*Directions*
Rewrite every entry below, replacing each occurrence of "layout" with "format" and leaving everything else unchanged.

*Input*
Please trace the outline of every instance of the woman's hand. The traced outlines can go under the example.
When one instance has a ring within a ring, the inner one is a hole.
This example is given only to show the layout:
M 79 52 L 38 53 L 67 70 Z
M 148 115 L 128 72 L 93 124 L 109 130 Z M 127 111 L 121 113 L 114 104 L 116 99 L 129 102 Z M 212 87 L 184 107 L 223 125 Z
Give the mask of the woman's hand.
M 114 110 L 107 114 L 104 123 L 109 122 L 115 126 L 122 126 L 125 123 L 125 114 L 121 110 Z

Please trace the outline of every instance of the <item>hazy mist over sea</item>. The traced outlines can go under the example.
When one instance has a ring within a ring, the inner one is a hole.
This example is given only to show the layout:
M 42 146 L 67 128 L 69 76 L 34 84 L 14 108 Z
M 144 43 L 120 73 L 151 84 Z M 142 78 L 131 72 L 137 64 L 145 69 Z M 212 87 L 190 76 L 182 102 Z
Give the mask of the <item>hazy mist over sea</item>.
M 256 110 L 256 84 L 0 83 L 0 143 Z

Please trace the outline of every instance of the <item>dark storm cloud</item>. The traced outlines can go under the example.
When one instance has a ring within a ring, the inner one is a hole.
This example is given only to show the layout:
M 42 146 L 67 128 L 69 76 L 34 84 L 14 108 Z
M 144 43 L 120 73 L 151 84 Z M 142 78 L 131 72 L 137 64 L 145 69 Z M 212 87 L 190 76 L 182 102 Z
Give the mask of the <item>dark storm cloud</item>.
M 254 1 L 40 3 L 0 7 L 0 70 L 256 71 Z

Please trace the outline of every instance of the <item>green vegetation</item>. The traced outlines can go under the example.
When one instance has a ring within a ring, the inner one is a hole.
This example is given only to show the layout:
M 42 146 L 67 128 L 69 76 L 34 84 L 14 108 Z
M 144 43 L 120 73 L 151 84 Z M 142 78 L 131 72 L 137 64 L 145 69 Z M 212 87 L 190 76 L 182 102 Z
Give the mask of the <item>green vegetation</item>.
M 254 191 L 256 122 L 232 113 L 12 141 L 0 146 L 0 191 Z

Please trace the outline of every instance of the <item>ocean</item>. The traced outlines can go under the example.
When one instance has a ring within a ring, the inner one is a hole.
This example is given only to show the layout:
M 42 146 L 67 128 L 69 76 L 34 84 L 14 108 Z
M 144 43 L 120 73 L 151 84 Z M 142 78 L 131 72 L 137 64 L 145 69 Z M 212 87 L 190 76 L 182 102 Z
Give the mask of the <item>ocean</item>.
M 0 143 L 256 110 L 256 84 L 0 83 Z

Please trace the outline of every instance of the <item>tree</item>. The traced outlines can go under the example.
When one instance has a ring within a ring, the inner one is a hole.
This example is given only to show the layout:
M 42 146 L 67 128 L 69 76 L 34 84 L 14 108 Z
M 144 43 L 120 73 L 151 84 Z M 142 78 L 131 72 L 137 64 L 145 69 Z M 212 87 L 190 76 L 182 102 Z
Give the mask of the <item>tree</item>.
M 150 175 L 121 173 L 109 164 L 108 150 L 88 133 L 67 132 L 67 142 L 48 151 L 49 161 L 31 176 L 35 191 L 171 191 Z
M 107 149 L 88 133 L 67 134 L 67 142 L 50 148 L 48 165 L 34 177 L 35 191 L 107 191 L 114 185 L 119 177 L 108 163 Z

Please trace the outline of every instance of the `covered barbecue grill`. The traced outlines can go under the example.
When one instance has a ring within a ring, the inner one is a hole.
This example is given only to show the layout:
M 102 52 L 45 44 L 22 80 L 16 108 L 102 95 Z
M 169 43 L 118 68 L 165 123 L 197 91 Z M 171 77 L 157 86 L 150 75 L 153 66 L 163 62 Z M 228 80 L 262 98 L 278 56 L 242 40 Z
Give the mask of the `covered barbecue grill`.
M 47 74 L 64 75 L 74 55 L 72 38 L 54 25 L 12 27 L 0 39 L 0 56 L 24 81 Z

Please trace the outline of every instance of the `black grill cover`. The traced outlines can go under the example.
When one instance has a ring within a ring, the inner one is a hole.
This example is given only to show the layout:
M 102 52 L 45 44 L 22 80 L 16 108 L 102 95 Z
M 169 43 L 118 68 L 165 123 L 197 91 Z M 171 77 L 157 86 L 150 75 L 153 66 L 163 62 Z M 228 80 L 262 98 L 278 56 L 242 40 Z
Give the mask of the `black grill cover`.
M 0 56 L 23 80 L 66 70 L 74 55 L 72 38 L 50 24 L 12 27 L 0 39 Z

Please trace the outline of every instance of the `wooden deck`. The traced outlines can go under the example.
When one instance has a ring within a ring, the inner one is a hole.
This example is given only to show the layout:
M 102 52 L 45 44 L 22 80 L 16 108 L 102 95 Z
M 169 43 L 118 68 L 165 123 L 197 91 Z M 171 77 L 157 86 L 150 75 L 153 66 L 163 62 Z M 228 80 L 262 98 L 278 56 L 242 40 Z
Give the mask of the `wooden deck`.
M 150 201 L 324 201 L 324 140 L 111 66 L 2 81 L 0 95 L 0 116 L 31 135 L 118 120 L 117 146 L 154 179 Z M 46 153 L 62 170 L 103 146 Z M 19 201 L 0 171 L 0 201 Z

*Answer to the problem*
Please trace the outline of every instance of the woman's hand. The traced outlines can go under the example.
When one instance has a ring within a ring, the inner one is a hole.
This example is given only to show the format:
M 79 52 L 38 53 L 67 70 Z
M 148 115 L 128 72 L 93 124 L 109 130 Z M 127 111 L 121 113 L 114 104 L 116 99 L 129 102 Z M 212 87 L 184 107 L 223 125 Z
Give the mask of the woman's hand.
M 114 110 L 107 114 L 104 123 L 109 122 L 115 126 L 122 126 L 125 123 L 125 114 L 121 110 Z

Please trace the outline of every instance of the <item>hazy mist over sea</item>. The traced outlines can go under the example.
When one instance has a ring within a ring, the inner one is a hole.
This example is given only to show the format:
M 42 146 L 67 128 L 69 76 L 34 84 L 14 108 Z
M 144 43 L 120 73 L 151 84 Z M 142 78 L 131 72 L 137 64 L 145 69 Z M 212 87 L 190 76 L 182 102 Z
Give the mask of the <item>hazy mist over sea</item>.
M 256 110 L 256 84 L 0 83 L 0 143 Z

Please trace the outline of every instance of the <item>dark storm cloud</item>. The traced outlines can go under the example.
When one instance has a ring within a ring, the inner one is a hole.
This example is given only to show the format:
M 42 146 L 67 128 L 69 76 L 34 84 L 14 108 Z
M 144 43 L 120 73 L 151 84 Z M 142 78 L 131 72 L 137 64 L 145 69 Z M 212 87 L 190 76 L 182 102 Z
Give the mask of the <item>dark storm cloud</item>.
M 254 1 L 40 3 L 0 7 L 0 70 L 256 71 Z

Please trace the outline of every instance of the <item>green vegetation</item>. The traced outlines can go under the example.
When one instance has a ring within a ring, the inner one is a hole.
This example is given only to show the format:
M 42 146 L 67 128 L 69 76 L 34 84 L 14 108 Z
M 144 43 L 120 73 L 151 84 Z M 142 78 L 131 72 L 137 64 L 145 69 Z M 212 87 L 190 76 L 182 102 Z
Give the mask of the <item>green vegetation</item>.
M 254 191 L 256 122 L 232 113 L 12 141 L 0 146 L 0 191 Z

Please trace the outline of every instance of the <item>ocean</item>. The traced outlines can go under the example.
When one instance has a ring within a ring, the inner one is a hole.
This example is given only to show the format:
M 42 146 L 67 128 L 69 76 L 34 84 L 14 108 Z
M 144 43 L 120 73 L 151 84 Z M 142 78 L 131 72 L 137 64 L 145 69 Z M 212 87 L 190 76 L 182 102 Z
Give the mask of the <item>ocean</item>.
M 0 143 L 256 110 L 256 84 L 0 83 Z

Please trace the outline of every instance of the <item>tree</item>. The traced outlines can go under the example.
When one instance has a ring within a ring, the inner one is a hole.
This example is given only to show the format:
M 42 146 L 67 128 L 69 76 L 34 84 L 14 108 Z
M 144 43 L 120 73 L 151 84 Z M 142 78 L 131 72 L 137 64 L 145 69 Z M 212 87 L 190 76 L 182 102 Z
Give the mask of the <item>tree</item>.
M 150 175 L 121 173 L 109 164 L 108 150 L 88 133 L 67 132 L 67 142 L 48 151 L 49 161 L 31 176 L 35 191 L 171 191 Z
M 107 149 L 88 133 L 67 134 L 67 142 L 50 148 L 48 165 L 34 177 L 35 191 L 107 191 L 114 185 L 119 177 L 108 163 Z

Please trace the outline of every instance of the `covered barbecue grill`. The traced outlines can go under the example.
When one instance has a ring within a ring, the inner one is a hole.
This example is given only to show the format:
M 102 52 L 45 44 L 22 80 L 16 108 L 102 95 Z
M 169 43 L 118 68 L 165 123 L 197 91 Z M 171 77 L 157 86 L 150 75 L 153 66 L 163 62 Z M 228 80 L 262 98 L 278 56 L 242 40 Z
Give the mask of the `covered barbecue grill`.
M 47 74 L 64 75 L 74 55 L 72 38 L 54 25 L 12 27 L 0 39 L 0 56 L 24 81 Z

Please trace the outline of every instance of the `black grill cover`. The traced outlines can go under the example.
When one instance has a ring within a ring, the inner one is a hole.
This example is given only to show the format:
M 102 52 L 45 44 L 22 80 L 16 108 L 102 95 Z
M 169 43 L 118 68 L 165 123 L 197 91 Z M 171 77 L 157 86 L 150 75 L 153 66 L 163 62 Z M 228 80 L 262 98 L 278 56 L 242 40 Z
Give the mask of the `black grill cover`.
M 0 56 L 23 80 L 66 70 L 74 55 L 72 38 L 50 24 L 12 27 L 0 39 Z

Please trace the outline of every instance of the `wooden deck`. The traced outlines can go under the example.
When one instance has a ring within a ring, the inner one is a hole.
This example is given only to show the format:
M 102 52 L 45 44 L 22 80 L 16 108 L 102 95 Z
M 169 43 L 118 68 L 165 123 L 197 91 Z M 171 77 L 157 86 L 150 75 L 153 66 L 163 62 Z M 228 80 L 262 98 L 278 56 L 242 40 Z
Give the mask of the `wooden deck`.
M 150 201 L 324 201 L 324 140 L 111 66 L 2 81 L 0 95 L 0 116 L 31 135 L 118 120 L 117 146 L 154 179 Z M 46 153 L 62 170 L 103 146 Z M 19 201 L 0 171 L 0 201 Z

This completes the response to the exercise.